Extract
MP2672GD charging current only 500mA even with RIset=6.8kOhm

My PCB has this circuit for MPC2672. I initally soldered a 24k resistor for R11 (RIset connected to MP2672 pin 5 ISET) and observed USB 5V VBUS current of 500mA during low-battery charge. However this was insufficient power to power my SBC OrangePi system while battery charging. So I changed to R11=24k. No change in VBUS current, still about 500mA. The USB power supply can supply over 3A and I have observed another charger reaching over 3A. I can confirm that charging slows battery voltage decay but it does not provide sufficient current to keep the system running while charging; see the plot below from my system. Initially I did not have USB power plugged in, and later plugged it in. My system clearly consumes more current than the MPC2672 can produce.

Any suggestions welcome.

Note 1: I soldered a resisitive divider for the missing NTC voltage to put it halfway between limits.

Note 2: I neglected to include the 100Ohm MID resistor on this version of PCB. Not sure how this could affect charge current.

Here is MPC2672 circuit. IN (VIN) comes from USB VBUS power called CHARGE.

Here is USB power (which provides 5V VIN for MP2672)

Here is the battery voltage decay plot. We can see charging activated at a voltage of about 7.6V, but it continues to decay.

Rows
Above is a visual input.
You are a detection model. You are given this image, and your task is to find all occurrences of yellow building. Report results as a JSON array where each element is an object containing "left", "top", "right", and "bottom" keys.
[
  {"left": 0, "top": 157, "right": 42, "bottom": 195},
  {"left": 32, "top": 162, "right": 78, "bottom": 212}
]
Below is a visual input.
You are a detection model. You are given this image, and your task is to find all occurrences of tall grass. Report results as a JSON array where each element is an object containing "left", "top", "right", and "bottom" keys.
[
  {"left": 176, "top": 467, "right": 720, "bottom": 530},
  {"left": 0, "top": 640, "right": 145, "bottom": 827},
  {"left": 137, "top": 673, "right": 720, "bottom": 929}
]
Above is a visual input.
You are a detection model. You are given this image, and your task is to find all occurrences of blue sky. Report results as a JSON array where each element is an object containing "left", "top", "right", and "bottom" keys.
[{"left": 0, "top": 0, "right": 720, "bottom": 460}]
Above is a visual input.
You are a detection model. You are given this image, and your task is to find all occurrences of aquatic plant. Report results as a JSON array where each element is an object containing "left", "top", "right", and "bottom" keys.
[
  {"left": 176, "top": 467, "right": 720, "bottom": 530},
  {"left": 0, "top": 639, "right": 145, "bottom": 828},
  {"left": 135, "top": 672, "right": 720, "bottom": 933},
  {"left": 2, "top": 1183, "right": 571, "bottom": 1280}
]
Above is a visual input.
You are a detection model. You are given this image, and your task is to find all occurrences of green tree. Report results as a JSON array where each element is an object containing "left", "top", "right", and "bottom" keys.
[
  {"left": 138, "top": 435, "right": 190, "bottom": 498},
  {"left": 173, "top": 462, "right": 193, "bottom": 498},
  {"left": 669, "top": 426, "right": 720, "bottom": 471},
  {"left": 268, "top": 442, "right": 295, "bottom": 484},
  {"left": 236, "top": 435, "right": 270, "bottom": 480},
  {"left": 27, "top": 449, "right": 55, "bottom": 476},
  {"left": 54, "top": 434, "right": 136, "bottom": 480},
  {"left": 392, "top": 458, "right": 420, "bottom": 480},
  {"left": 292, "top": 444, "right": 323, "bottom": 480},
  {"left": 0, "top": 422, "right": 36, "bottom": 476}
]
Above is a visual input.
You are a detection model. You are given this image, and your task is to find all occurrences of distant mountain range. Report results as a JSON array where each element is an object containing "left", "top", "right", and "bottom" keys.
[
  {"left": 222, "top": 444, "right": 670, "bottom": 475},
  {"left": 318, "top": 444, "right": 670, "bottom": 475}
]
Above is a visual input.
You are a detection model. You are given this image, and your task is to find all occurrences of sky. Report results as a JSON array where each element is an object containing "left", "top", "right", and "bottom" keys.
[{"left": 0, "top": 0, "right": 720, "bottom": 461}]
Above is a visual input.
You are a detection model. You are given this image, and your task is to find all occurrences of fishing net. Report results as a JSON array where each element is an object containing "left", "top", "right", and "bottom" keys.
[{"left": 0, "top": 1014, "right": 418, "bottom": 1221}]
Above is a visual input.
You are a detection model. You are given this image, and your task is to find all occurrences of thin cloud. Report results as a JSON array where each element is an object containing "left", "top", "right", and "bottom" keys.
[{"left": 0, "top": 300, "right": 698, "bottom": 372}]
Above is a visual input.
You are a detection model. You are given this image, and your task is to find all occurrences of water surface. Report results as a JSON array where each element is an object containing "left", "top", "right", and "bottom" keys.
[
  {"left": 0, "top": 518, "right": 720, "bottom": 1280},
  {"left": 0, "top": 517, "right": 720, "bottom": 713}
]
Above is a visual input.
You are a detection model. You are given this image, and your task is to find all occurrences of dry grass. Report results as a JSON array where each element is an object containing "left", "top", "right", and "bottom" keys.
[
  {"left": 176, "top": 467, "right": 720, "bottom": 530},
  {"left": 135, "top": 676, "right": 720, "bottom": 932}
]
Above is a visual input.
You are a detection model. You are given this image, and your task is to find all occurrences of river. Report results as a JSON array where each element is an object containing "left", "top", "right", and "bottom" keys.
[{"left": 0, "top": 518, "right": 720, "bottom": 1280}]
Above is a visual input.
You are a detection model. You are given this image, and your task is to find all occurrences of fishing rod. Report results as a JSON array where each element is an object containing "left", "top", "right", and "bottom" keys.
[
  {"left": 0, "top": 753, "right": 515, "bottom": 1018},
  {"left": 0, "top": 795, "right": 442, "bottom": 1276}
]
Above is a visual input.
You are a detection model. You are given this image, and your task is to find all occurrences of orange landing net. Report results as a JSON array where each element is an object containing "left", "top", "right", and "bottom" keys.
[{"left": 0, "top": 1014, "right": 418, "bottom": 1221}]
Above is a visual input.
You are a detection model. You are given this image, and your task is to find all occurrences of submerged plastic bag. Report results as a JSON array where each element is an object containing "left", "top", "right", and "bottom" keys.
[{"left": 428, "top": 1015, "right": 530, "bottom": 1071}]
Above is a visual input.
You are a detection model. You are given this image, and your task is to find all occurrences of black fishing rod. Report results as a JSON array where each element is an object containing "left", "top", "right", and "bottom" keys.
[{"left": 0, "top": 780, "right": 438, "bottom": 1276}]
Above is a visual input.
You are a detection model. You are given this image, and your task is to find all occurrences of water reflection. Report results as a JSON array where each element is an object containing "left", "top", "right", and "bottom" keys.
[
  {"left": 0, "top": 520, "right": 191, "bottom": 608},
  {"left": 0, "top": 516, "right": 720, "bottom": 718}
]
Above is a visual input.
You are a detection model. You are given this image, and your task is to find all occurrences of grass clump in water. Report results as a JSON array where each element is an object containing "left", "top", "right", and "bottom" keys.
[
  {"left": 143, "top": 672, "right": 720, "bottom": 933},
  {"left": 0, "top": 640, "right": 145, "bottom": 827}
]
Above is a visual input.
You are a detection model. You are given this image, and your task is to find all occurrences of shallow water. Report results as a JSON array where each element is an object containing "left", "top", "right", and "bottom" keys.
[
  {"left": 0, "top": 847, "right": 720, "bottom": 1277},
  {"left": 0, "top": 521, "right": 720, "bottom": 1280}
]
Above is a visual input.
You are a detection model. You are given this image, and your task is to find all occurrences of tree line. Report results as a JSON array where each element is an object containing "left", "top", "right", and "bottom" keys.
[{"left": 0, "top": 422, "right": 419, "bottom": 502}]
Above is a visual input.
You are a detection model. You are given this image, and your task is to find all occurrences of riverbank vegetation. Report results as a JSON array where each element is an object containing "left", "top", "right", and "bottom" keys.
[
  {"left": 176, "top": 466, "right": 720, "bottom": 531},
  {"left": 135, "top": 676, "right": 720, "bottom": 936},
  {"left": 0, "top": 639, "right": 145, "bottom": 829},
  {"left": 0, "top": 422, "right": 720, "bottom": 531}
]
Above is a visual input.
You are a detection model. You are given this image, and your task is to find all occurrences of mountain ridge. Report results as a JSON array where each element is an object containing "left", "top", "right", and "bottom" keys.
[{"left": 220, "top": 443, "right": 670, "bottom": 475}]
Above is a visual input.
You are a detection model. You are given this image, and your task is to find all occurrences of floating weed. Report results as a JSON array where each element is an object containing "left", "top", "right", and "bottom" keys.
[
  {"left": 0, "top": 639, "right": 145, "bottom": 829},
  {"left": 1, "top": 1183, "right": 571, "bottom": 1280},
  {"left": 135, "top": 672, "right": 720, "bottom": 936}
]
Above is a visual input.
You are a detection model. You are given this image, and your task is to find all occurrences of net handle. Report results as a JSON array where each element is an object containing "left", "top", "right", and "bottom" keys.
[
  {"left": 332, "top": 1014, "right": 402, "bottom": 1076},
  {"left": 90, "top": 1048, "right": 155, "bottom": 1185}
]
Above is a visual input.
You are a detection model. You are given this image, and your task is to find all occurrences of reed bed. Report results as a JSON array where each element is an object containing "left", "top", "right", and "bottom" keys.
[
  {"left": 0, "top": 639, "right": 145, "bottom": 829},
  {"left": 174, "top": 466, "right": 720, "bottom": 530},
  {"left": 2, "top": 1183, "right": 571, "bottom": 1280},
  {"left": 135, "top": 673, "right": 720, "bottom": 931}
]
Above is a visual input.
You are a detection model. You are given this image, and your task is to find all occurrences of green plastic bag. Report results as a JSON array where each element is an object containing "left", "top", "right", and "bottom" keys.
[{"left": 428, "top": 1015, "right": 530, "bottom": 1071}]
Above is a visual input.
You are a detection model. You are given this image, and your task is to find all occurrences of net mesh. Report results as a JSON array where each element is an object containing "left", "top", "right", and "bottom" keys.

Your tasks
**1.** Quote everything in the MP2672 charging post from "Note 1: I soldered" down to "power called CHARGE.".
**2.** In the MP2672 charging post, at roughly what battery voltage does the plot show charging activating?
**3.** Give what follows the last sentence of the MP2672 charging post.
The records have no connection to the MP2672 charging post.

Answers to the exercises
**1.**
Note 1: I soldered a resisitive divider for the missing NTC voltage to put it halfway between limits.

Note 2: I neglected to include the 100Ohm MID resistor on this version of PCB. Not sure how this could affect charge current.

Here is MPC2672 circuit. IN (VIN) comes from USB VBUS power called CHARGE.

**2.** About 7.6V.

**3.**
It could be that my PCB traces from MID and BATT are too thin; they are 0.2mm traces on 1oz (35um) copper and google tells me a 10cm trace is about 1/4 Ohm. I will check this. I fixed this on upcoming rev of the board but will check it by soldering blue wire jumpers directly from pin to JTC connector today. Could this be the reason? I.e. could the MPC2672 be thinking it has already mostly charged the battery? It doesn’t explain why the current is so low even when the battery drops down below 7V…

Also, I soldered an inline 100Ohm MID to battery MID resistor and that made no difference.

It would be nice if monolithic could comment. The chip seems very well-designed but it is complicated for newbies.

I finally tracked this down to the VLIM input. I was using RH=30k and RL=10k and the threshold of 4.8V for reducing charge current was too high. By reducing RH to 15+27=27k I could reduce VINMIN to 4.44V, which increased the charge current to about 1A. I think I can reduce RH even more since the charge current seems to be a soft function of this voltage.

Incidently, I was a bit surprised at the big drop in VBUS getting to my PCB from the USB power supply. I’m using a high quality supply and my USB power meter reports about 4,91V at the supply. But by the time it gets to my PCB USB power header its onlly 4.45V. I used several different USB cables and put the power meter in and out. The USB power meter reports a current of about 1A now. I don’t actually know how that translates to battery charging current (I don’t have any shunt resistor).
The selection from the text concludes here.